**Written problem 1**: According to the text on Reem Kelani's broadcast work, who produced the film See No Evil?

**Text segment**:
━━━━━━━━━━
The most compelling voice throughout the series was, of course, that of Scheherazade herself, ethereally present in spellbinding extracts beautifully read by Reem Kelani.

Also in 2004, Kelani appeared as a guest of Sandi Toksvig on BBC Radio Four's Excess Baggage, alongside Sir James Galway and singer-songwriter Glenn Tilbrook.[6]

In 2006, Kelani was featured as a guest on BBC Radio Four's Woman's Hour.[51]

In 2007, Kelani explored Salome's Dance of the Seven Veils on BBC Radio Four.[52][53][54]

In 2012, Kelani wrote and presented "Songs for Tahrir" on BBC Radio Four[55] about her experiences of music in the uprising in Egypt in 2011. She also relates more of her experiences in her programme blog.[56][57]

In December 2012, Kelani contributed in interview and with songs to the BBC World Service's Lullabies in the Arab World.[58][59]

In January 2013, Kelani's music was used in BBC Radio Four's dramatisation "The Brick", written by the Palestinian writer Selma Dabbagh.[citation needed]

Film and television[edit]

For BBC 2's Everyman series in 1992, Kelani wrote original music for See No Evil on the Sabra and Shatila massacre in Beirut in 1982.[60] The film was produced by Stephen Walker.[61] Kelani also did simultaneous interpreting and sub-titling.
━━━━━━━━━━
**Written problem 2**: Express the stretch of the records from the line containing "Shelf audit: locate every instance of the grass" through the end of the records as a JSON list of strings, one string per line, with blank lines and pictures left out.

[Excerpts of location labeling data]
━━━━━━━━━━
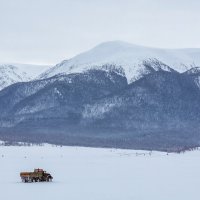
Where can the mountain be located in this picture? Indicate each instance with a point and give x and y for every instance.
(10, 74)
(195, 74)
(98, 107)
(32, 70)
(133, 59)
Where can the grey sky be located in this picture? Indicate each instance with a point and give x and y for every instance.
(48, 31)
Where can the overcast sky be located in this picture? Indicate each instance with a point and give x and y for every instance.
(48, 31)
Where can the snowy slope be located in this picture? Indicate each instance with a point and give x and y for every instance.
(10, 74)
(30, 69)
(100, 174)
(130, 57)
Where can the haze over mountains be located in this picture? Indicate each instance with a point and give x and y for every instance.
(115, 95)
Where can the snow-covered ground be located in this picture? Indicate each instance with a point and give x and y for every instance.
(100, 174)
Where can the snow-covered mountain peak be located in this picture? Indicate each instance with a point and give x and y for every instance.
(130, 57)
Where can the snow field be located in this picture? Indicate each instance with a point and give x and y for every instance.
(100, 174)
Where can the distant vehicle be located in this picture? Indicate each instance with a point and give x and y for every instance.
(39, 175)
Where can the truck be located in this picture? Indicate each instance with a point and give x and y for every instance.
(38, 175)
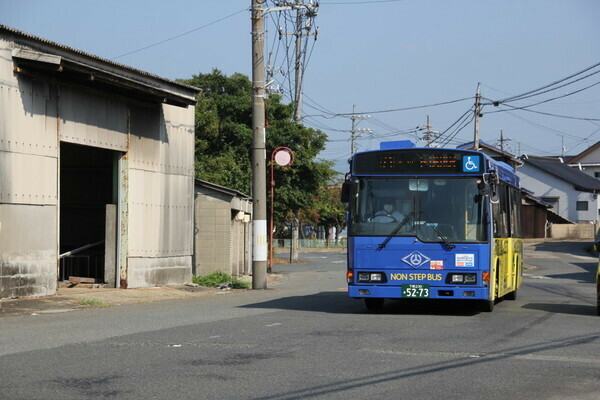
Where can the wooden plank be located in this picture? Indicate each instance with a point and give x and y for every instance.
(80, 279)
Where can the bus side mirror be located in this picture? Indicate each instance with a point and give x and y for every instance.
(494, 197)
(346, 191)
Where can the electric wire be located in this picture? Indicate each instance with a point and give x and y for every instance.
(180, 35)
(531, 92)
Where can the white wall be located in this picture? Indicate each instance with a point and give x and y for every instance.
(543, 184)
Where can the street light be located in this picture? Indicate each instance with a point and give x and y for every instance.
(284, 157)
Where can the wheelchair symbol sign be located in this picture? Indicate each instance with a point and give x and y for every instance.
(471, 164)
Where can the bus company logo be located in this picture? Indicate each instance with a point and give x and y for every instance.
(416, 259)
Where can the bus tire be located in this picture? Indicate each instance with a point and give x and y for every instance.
(374, 305)
(486, 305)
(511, 295)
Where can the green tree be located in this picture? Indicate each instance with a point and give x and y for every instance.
(224, 139)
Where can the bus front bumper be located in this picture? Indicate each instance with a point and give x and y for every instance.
(435, 292)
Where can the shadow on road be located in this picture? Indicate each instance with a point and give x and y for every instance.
(339, 303)
(573, 309)
(589, 276)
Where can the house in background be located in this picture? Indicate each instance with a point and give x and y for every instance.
(572, 193)
(538, 214)
(588, 161)
(222, 234)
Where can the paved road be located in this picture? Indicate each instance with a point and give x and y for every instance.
(304, 339)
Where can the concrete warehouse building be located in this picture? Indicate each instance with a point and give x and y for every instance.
(96, 170)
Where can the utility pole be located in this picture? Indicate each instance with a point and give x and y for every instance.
(298, 88)
(477, 115)
(305, 14)
(259, 171)
(502, 140)
(354, 131)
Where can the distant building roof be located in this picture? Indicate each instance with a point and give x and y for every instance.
(581, 181)
(42, 57)
(584, 153)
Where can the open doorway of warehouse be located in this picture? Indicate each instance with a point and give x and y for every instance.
(88, 214)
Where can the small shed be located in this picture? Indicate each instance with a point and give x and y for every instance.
(222, 230)
(96, 170)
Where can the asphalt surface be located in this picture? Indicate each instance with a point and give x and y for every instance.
(304, 339)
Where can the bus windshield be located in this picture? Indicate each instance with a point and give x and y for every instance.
(432, 209)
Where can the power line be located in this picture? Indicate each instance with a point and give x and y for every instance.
(513, 108)
(531, 92)
(551, 99)
(337, 3)
(394, 109)
(180, 35)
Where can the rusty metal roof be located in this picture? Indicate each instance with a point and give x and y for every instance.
(25, 35)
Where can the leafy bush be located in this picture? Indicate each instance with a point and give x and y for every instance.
(217, 278)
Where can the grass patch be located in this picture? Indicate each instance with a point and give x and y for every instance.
(217, 278)
(93, 303)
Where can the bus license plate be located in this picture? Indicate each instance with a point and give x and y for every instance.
(415, 291)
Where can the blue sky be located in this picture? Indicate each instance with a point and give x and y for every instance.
(379, 56)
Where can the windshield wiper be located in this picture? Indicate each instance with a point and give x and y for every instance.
(443, 238)
(396, 229)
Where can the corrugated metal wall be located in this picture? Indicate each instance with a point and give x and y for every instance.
(161, 187)
(157, 189)
(28, 183)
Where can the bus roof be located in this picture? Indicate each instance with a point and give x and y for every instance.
(433, 161)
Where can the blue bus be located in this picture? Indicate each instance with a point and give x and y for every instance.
(432, 223)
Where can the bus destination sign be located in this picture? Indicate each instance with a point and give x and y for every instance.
(392, 162)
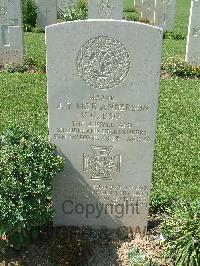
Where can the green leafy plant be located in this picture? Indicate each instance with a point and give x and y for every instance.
(78, 12)
(181, 230)
(29, 14)
(137, 258)
(27, 166)
(178, 67)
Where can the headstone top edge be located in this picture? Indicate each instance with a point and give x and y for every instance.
(51, 27)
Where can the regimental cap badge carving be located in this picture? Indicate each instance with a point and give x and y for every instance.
(103, 62)
(105, 7)
(101, 163)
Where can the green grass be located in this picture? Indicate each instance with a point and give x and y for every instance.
(176, 165)
(23, 101)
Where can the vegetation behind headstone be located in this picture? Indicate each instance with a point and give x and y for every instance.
(29, 11)
(27, 165)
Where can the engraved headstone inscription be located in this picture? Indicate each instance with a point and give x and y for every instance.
(105, 9)
(46, 13)
(102, 99)
(64, 4)
(11, 33)
(165, 14)
(193, 39)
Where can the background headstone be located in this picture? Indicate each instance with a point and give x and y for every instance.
(148, 10)
(105, 9)
(11, 33)
(165, 14)
(193, 40)
(46, 13)
(63, 4)
(102, 97)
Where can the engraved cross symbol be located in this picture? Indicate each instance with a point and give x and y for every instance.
(101, 163)
(105, 6)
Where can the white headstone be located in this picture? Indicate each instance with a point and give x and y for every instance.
(102, 97)
(193, 40)
(148, 10)
(105, 9)
(11, 33)
(165, 14)
(64, 4)
(46, 13)
(138, 6)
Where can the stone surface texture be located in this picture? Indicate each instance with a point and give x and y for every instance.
(103, 89)
(11, 32)
(105, 9)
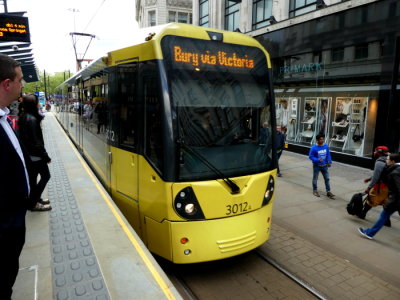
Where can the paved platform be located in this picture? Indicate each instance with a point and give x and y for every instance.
(316, 239)
(84, 248)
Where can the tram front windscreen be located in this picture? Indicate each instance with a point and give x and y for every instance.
(220, 99)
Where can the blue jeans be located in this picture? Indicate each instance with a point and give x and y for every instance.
(325, 173)
(383, 217)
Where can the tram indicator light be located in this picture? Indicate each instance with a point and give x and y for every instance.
(14, 29)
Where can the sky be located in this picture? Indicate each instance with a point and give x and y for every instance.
(51, 22)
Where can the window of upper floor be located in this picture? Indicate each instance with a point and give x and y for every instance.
(299, 7)
(361, 51)
(337, 55)
(180, 17)
(262, 11)
(203, 13)
(232, 15)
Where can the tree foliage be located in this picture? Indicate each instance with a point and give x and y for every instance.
(52, 81)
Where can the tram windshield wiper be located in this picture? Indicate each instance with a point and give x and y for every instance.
(234, 188)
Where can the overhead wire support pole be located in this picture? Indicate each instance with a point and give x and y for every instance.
(74, 41)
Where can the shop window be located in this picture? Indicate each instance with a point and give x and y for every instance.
(262, 11)
(299, 7)
(337, 54)
(152, 18)
(317, 56)
(361, 51)
(203, 13)
(232, 15)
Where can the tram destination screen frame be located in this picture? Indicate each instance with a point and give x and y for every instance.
(14, 29)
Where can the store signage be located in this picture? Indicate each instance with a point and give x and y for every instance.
(301, 68)
(14, 29)
(220, 58)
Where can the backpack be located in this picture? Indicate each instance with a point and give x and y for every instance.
(355, 206)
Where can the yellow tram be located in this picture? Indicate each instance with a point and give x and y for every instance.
(178, 128)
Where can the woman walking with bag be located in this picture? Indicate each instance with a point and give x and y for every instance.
(32, 137)
(393, 203)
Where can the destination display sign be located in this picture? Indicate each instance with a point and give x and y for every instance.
(221, 58)
(202, 55)
(14, 29)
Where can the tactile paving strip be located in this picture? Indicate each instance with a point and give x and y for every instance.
(76, 272)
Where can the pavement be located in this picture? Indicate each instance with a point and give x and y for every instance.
(317, 240)
(83, 248)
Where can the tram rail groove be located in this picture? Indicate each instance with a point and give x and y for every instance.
(300, 282)
(183, 287)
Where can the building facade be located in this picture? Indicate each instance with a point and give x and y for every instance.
(156, 12)
(335, 67)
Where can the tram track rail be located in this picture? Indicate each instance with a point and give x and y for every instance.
(254, 275)
(293, 277)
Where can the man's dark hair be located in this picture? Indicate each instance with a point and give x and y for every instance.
(7, 67)
(395, 157)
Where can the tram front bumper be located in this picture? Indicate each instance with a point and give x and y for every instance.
(220, 238)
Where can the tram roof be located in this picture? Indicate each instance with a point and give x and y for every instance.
(156, 33)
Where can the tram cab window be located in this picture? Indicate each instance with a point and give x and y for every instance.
(154, 148)
(127, 82)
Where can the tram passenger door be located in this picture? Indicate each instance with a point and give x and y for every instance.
(123, 140)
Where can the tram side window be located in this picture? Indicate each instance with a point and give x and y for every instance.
(127, 93)
(153, 122)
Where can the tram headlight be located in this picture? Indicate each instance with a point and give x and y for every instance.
(269, 192)
(187, 206)
(190, 209)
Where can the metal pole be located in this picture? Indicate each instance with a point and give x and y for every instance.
(45, 85)
(393, 115)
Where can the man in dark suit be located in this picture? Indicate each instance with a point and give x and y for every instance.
(14, 182)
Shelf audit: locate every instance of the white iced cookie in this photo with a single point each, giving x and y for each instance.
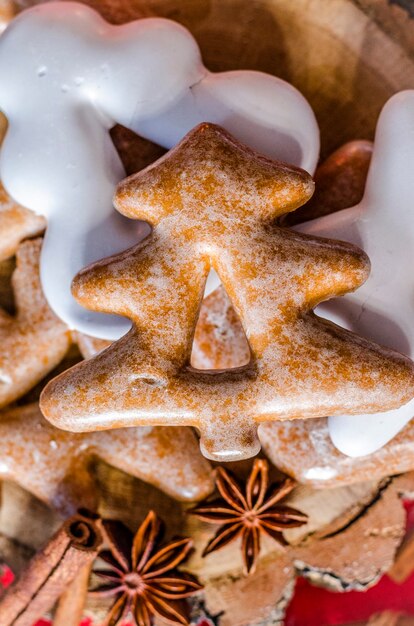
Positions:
(67, 77)
(382, 224)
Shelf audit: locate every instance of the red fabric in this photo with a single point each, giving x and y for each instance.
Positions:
(313, 606)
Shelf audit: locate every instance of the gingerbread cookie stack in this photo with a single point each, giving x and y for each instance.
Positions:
(132, 399)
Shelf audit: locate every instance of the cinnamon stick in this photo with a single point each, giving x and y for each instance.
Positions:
(51, 570)
(69, 611)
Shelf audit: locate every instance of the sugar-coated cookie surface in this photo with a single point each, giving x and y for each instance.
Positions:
(33, 341)
(300, 448)
(304, 450)
(212, 202)
(55, 465)
(16, 223)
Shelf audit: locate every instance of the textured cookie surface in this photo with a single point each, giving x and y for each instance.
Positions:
(54, 465)
(212, 203)
(33, 341)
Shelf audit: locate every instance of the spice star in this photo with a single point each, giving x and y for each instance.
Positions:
(143, 577)
(248, 511)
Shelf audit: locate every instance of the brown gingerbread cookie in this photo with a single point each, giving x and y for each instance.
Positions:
(213, 202)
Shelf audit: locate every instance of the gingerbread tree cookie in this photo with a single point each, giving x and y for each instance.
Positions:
(212, 203)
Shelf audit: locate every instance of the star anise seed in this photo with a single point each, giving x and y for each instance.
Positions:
(248, 511)
(142, 577)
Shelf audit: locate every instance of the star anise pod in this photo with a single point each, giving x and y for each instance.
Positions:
(248, 511)
(142, 577)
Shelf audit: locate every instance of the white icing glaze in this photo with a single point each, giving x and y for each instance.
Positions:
(383, 225)
(67, 76)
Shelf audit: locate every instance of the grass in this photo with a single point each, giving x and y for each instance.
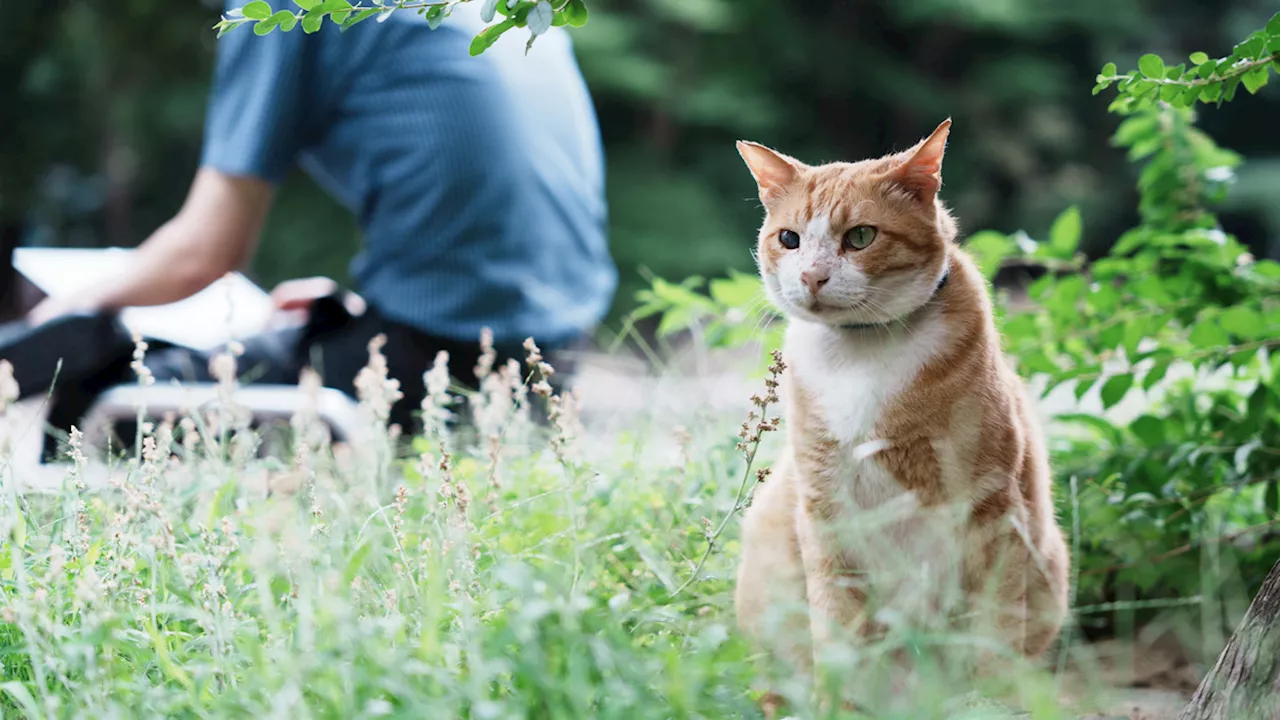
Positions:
━━━━━━━━━━
**Finished answer 1**: Stephen Walker

**Finished answer 2**:
[
  "Shelf audit: locate every instance of the grass in this photo with a single point each, giving x and y for each instance.",
  "Positions:"
]